Supplied text.
Somewhere in L.A., James Cameron is rubbing his hands together and counting his money already
Posted by Jill | 6:43 PM

Gregorio Borgia/AP



I don't know what it is about shipwrecks that we find so compelling. Our age is one of air travel, not sea travel. When planes crash, we are horrified, but the horror seems somehow mundane. Yes, we were all appalled when Air France Flight 447 crashed, and when EgyptAir Flight 990 crashed, and TWA Flight 800 crashed. But for those of us who didn't know anyone on those doomed flights, life returned to normal in a matter of days, and we stopped thinking about it.

Somehow I don't think that's going to be the case with the wreck of the Costa Concordia. And that's where James Cameron comes in.

The only thing that would have made this better for Cameron would be if this wreck had occurred next March, because his billion dollar shipwreck epic, Titanic, has been re-engineered for 3-D and re-released next April, just in time for the 100the anniversary of the most famous shipwreck in history.

The Concordia was no Titanic. No one made claims that it was the most luxurious cruise ship in the world, that it was some kind of quantum leap forward in technology. It didn't usher in a new age and mark the end of one. On the plus side, it didn't hide its lower-income passengers in the bowels of the ship, dining on lamb stew and rough bread while the toffs feast on aspic and quail. Today, steerage-type travel is reserved for air passengers.

Record excerpts.

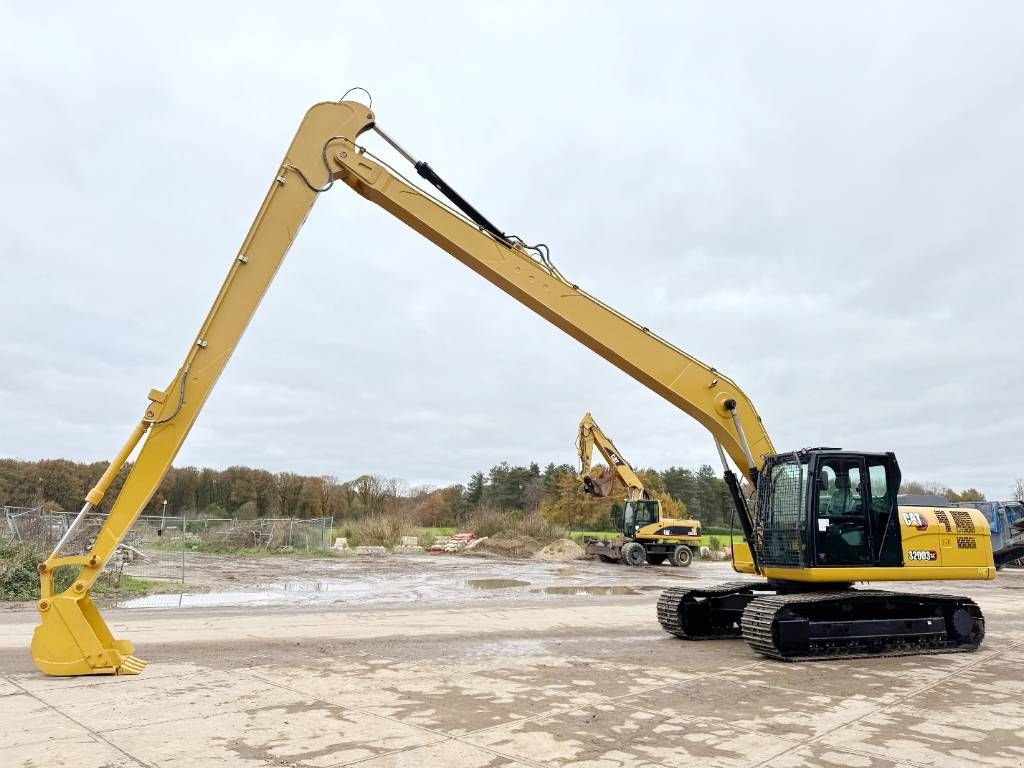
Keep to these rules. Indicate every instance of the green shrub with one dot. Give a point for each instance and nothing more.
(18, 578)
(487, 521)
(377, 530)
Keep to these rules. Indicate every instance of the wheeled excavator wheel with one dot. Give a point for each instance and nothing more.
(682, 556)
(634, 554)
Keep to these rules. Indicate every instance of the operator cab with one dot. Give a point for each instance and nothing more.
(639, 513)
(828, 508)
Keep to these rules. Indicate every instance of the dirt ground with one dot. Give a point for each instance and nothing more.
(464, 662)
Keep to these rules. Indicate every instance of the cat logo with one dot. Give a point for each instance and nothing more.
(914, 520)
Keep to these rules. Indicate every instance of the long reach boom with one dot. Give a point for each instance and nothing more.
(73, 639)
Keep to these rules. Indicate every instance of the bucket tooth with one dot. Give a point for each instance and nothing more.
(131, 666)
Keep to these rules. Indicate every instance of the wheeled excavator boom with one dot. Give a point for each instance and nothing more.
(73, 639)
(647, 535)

---

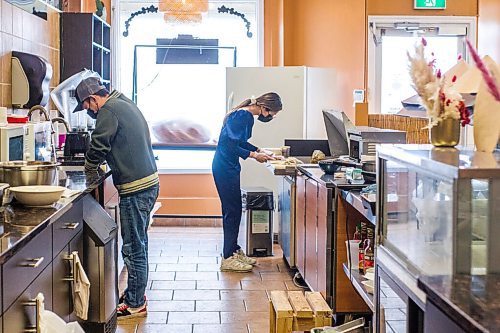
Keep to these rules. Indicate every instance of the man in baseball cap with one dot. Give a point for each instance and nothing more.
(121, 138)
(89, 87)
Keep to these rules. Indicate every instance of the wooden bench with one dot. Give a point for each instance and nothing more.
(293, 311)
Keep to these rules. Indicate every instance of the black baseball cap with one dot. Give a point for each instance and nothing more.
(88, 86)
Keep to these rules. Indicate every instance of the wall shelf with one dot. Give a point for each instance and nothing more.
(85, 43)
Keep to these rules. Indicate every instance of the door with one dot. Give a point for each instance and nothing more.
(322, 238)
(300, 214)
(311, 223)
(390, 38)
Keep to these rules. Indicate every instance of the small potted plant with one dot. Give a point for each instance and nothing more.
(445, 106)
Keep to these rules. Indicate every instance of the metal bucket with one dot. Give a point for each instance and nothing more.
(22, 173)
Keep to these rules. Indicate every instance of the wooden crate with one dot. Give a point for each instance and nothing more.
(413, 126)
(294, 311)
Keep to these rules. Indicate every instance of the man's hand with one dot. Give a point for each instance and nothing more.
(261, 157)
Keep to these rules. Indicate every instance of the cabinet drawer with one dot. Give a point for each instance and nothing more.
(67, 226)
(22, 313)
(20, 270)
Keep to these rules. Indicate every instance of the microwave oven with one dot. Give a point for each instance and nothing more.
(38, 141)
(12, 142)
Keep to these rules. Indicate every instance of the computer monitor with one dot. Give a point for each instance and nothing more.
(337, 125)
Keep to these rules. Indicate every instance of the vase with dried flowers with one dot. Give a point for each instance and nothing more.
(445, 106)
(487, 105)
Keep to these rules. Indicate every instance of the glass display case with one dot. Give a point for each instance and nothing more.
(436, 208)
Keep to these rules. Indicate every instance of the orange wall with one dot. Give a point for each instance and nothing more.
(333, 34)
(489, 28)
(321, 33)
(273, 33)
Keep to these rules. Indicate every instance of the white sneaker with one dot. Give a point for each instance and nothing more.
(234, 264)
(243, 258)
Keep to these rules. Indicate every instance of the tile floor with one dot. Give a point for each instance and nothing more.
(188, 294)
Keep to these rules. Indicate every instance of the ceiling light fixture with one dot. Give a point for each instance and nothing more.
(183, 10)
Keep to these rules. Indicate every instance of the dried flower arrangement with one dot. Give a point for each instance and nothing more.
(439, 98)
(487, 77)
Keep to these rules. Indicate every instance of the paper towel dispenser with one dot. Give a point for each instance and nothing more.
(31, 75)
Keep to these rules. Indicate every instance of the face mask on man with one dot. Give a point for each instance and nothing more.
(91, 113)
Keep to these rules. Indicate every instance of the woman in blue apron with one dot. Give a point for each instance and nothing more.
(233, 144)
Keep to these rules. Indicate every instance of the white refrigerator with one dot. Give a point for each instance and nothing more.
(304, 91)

Objective.
Turn the paragraph of the shipwreck post that opens with "The Concordia was no Titanic" into a short bulleted list of its main points. The entries come from a different source than the text.

The output.
- No one claimed the Concordia was the world's most luxurious cruise ship or a leap forward in technology.
- It did not begin a new age or mark the end of one.
- Unlike the Titanic, it did not hide lower-income passengers below decks with plainer food while wealthier ones dined lavishly.
- Today, steerage-type travel is reserved for air passengers.